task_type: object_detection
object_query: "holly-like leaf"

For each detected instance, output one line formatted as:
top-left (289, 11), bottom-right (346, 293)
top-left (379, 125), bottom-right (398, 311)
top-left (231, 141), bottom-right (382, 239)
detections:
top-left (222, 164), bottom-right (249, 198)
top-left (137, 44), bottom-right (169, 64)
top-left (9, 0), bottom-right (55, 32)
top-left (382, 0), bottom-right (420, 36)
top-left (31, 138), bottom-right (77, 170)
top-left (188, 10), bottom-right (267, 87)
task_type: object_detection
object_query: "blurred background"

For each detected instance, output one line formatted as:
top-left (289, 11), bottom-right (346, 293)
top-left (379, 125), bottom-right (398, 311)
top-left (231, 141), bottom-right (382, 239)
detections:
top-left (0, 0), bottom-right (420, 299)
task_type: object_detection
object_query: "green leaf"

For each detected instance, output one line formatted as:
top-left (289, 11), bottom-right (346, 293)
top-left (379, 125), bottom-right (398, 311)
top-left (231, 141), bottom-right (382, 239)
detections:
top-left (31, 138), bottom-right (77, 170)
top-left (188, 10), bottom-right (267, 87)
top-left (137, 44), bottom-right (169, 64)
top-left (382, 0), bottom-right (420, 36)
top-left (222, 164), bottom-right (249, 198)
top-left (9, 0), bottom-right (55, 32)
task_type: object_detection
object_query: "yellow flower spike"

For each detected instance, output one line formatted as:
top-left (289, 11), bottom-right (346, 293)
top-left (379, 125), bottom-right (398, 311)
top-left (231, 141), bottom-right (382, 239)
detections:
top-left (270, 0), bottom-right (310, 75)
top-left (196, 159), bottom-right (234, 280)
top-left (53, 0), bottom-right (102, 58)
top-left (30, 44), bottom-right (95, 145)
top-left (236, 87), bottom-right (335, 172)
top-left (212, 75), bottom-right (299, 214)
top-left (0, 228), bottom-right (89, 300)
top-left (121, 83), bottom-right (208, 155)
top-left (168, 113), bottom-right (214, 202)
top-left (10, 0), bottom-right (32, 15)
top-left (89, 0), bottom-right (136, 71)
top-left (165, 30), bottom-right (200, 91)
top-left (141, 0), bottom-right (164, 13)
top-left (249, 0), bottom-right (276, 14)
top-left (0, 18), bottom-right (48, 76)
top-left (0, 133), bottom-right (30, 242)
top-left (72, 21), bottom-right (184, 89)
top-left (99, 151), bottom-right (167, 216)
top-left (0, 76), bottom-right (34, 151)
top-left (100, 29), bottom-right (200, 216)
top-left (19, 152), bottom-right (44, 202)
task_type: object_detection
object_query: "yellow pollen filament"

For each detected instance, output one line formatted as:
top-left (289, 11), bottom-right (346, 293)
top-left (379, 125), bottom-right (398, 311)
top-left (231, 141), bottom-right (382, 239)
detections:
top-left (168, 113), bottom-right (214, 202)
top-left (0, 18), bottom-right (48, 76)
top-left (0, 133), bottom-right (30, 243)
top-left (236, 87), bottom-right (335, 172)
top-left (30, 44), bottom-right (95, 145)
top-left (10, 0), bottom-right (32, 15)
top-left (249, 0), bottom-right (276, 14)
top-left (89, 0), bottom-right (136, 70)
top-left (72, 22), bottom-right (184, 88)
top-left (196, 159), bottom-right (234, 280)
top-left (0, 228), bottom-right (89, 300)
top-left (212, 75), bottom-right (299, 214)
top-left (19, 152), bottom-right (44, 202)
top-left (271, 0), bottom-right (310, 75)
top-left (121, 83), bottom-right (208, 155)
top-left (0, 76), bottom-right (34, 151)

EXERCISE:
Please copy out every item above word for word, with no changes.

TASK RESPONSE:
task_type: object_detection
object_query: "holly-like leaf"

For each detected instance, output one line formatted as:
top-left (289, 11), bottom-right (346, 293)
top-left (379, 125), bottom-right (398, 311)
top-left (231, 141), bottom-right (382, 239)
detections:
top-left (222, 164), bottom-right (249, 198)
top-left (137, 44), bottom-right (169, 64)
top-left (9, 0), bottom-right (55, 32)
top-left (382, 0), bottom-right (420, 36)
top-left (31, 138), bottom-right (77, 170)
top-left (188, 10), bottom-right (267, 87)
task_type: object_detection
object_query: "blurred background"

For each detected instance, output one line formatted as:
top-left (289, 11), bottom-right (346, 293)
top-left (379, 125), bottom-right (398, 311)
top-left (231, 141), bottom-right (382, 239)
detections:
top-left (0, 0), bottom-right (420, 299)
task_type: object_detection
object_query: "green leaf"

For each detected instance, output one line formatted as:
top-left (289, 11), bottom-right (346, 293)
top-left (379, 125), bottom-right (398, 311)
top-left (231, 141), bottom-right (382, 239)
detections:
top-left (31, 138), bottom-right (77, 170)
top-left (188, 10), bottom-right (267, 87)
top-left (137, 44), bottom-right (169, 64)
top-left (382, 0), bottom-right (420, 36)
top-left (222, 164), bottom-right (249, 198)
top-left (9, 0), bottom-right (55, 32)
task_type: object_detection
object_query: "yellow flower spike"

For each detected instance, output one line formatted as:
top-left (289, 11), bottom-right (346, 293)
top-left (379, 125), bottom-right (398, 311)
top-left (231, 141), bottom-right (382, 239)
detections:
top-left (270, 0), bottom-right (310, 75)
top-left (196, 159), bottom-right (234, 280)
top-left (53, 0), bottom-right (102, 58)
top-left (30, 44), bottom-right (95, 145)
top-left (236, 87), bottom-right (335, 172)
top-left (212, 75), bottom-right (299, 214)
top-left (0, 228), bottom-right (89, 300)
top-left (121, 83), bottom-right (208, 155)
top-left (168, 113), bottom-right (214, 202)
top-left (10, 0), bottom-right (32, 15)
top-left (89, 0), bottom-right (136, 71)
top-left (165, 30), bottom-right (200, 91)
top-left (141, 0), bottom-right (164, 13)
top-left (249, 0), bottom-right (276, 14)
top-left (0, 18), bottom-right (48, 76)
top-left (0, 133), bottom-right (30, 242)
top-left (72, 21), bottom-right (184, 89)
top-left (99, 151), bottom-right (167, 216)
top-left (0, 76), bottom-right (34, 151)
top-left (100, 29), bottom-right (200, 216)
top-left (19, 152), bottom-right (44, 202)
task_type: object_detection
object_query: "yellow pollen filament"

For each detected instance, output one line formatted as:
top-left (289, 11), bottom-right (346, 293)
top-left (379, 125), bottom-right (398, 311)
top-left (231, 141), bottom-right (382, 239)
detections:
top-left (168, 113), bottom-right (214, 202)
top-left (0, 18), bottom-right (48, 76)
top-left (0, 133), bottom-right (30, 243)
top-left (236, 87), bottom-right (335, 172)
top-left (30, 44), bottom-right (95, 145)
top-left (10, 0), bottom-right (32, 15)
top-left (249, 0), bottom-right (276, 14)
top-left (89, 0), bottom-right (136, 70)
top-left (72, 22), bottom-right (184, 88)
top-left (196, 159), bottom-right (234, 280)
top-left (0, 228), bottom-right (89, 300)
top-left (212, 75), bottom-right (299, 214)
top-left (19, 152), bottom-right (44, 202)
top-left (271, 0), bottom-right (310, 75)
top-left (121, 83), bottom-right (208, 155)
top-left (0, 76), bottom-right (34, 151)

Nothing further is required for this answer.